··· DOCUMENT EXTRACT

Movement, pattern, shape: For a scientist, each set of data can be as unique and inspiring as a work of art. McKnight Land-Grant professor Daniel Keefe paints a picture that sheds new light on massive data sets.
Keefe uses modeling and computer visualization to interact with information in three dimensions. His insight on technical and visual modeling is in high demand by researchers who want to get more from their data.
Keefe is collaborating with faculty from across the University of Minnesota — designing medical devices, understanding biomechanics data, designing tools to train surgeons, and building virtual reconstructions of ancient Greece, to name just a few projects.
“If we come up with the right visualization and data analysis tools, then we can make it possible for scientists and engineers to really take advantage of the data they collect,” says Keefe.
While the work of comparing hundreds of variations of a given data set in a single visual space remains daunting, Keefe is up for the challenge. For example, he intends to map the movement of a bat’s wing by comparing the movement of hundreds of bats in multiple dimensions.
“It becomes a problem which has both a challenging computational portion to it, but then it also has a challenging visual design problem. That’s a really fascinating question.”
Art meets science
Keefe’s mother is a printmaker, and art drove his curiosity from an early age. He was eager to contribute to the prevalent link between art, science and computer graphics in research. As an undergraduate, he spent a summer with NASA, visualizing air flow around landing gear.
“At the time, I was taking a lot of art classes, which highlighted for me a really nice overlap between technology and visual settings. That got me hooked.”

······

• **YOUR TASKS**:
**a)** Answer these questions using the profile of Daniel Keefe.
(i) What is Keefe's academic title?
(ii) Whose wing movement does Keefe intend to map by comparing hundreds of them?
(iii) What did Keefe visualize during his undergraduate summer with NASA?
**b)** Resume the profile of Daniel Keefe after its final sentence and write a few more sentences in the same style.

··· EXTRACTED DATA

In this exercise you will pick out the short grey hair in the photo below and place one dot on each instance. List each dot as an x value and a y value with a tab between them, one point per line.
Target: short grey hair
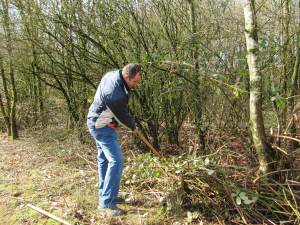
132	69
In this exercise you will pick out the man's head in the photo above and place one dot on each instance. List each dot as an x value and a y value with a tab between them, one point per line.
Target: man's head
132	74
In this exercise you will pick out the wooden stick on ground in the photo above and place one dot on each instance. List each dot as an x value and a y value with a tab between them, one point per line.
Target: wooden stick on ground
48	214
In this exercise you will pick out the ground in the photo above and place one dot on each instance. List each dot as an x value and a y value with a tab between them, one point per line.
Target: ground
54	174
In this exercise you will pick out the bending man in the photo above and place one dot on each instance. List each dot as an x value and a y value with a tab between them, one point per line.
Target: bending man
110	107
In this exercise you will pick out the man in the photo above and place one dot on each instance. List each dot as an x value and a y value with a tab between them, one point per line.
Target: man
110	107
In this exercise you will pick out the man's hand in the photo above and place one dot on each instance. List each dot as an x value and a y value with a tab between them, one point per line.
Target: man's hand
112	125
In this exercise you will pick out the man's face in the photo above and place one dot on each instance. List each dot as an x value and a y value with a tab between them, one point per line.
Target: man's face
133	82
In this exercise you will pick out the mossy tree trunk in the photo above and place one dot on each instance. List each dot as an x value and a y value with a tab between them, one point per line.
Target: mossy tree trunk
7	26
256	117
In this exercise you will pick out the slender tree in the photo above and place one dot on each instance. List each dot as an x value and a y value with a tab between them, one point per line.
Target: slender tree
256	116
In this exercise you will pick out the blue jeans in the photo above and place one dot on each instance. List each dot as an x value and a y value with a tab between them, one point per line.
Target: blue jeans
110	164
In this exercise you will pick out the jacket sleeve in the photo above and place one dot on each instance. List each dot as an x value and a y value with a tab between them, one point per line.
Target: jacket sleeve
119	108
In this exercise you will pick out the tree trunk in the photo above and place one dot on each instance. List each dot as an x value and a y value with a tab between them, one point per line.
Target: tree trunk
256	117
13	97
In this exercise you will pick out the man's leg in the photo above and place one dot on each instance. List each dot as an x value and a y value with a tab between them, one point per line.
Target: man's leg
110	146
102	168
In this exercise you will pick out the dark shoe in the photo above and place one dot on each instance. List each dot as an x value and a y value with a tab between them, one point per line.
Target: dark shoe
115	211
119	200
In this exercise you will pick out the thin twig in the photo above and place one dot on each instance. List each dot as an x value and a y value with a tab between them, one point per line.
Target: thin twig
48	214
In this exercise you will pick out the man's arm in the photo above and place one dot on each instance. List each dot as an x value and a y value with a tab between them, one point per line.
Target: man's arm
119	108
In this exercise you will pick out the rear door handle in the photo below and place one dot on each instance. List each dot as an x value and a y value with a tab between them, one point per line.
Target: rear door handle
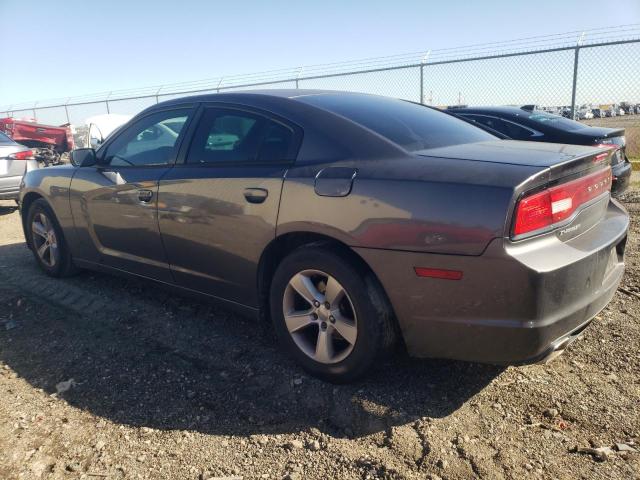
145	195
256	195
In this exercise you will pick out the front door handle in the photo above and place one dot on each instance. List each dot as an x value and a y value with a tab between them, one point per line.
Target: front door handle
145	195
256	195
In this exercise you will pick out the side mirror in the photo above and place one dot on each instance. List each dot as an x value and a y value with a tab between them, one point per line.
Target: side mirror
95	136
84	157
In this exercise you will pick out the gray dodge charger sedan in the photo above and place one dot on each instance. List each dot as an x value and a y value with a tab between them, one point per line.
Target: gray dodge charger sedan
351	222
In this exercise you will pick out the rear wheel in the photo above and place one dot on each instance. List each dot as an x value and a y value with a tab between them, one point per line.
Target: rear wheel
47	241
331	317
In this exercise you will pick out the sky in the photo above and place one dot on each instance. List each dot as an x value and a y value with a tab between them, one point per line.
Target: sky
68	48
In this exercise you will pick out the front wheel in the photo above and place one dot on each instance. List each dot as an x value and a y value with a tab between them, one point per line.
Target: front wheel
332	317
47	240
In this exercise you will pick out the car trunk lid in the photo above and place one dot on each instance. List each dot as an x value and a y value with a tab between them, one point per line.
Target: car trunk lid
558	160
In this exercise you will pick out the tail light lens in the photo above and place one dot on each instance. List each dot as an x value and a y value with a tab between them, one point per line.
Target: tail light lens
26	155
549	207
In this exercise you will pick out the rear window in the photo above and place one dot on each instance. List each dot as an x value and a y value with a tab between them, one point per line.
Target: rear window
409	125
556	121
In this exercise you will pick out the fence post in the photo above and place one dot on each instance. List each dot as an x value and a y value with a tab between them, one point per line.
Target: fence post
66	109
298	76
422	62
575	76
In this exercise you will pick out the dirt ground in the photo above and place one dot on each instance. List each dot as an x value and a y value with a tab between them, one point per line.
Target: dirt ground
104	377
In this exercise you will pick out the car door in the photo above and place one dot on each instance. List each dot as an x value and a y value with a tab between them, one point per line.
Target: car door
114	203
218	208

······

• **ANSWERS IN ORDER**:
**a)**
(i) McKnight Land-Grant professor
(ii) A bat's
(iii) Air flow around landing gear

**b)**
Keefe encourages his computer science students to take advantage of art classes at the university, emphasizing that a familiarity with design is imperative in visual computing. His research partners have included artists and designers from the Minneapolis College of Art and Design and the Rhode Island School of Design.
He says the most gratifying part of teaching is the transformation he sees in each student, when they begin demonstrating the concepts that excite them.
“You feel as if you’ve really taught them something and now they are beginning to pass it on — it’s really clicking.”
When asked to list the newest developments in visual computing research, Keefe points to the following trends:
Borrowing concepts from gaming: Only a few years ago, scientists were spending millions to equip their labs with the visualization technology now available to gamers, e.g. Kinect for Xbox 360 and PlayStation Move. Keefe says scientists are beginning to borrow and modify these tools to create virtual reality environments, in any space, for a marginal cost.
Scaling up: Visual computing is becoming more sophisticated, and better able to accommodate hundreds, sometimes thousands, of data sets. The visual computing field will refine a process for representing a series of data sets in the same space, to help researchers better identify meaningful trends across data.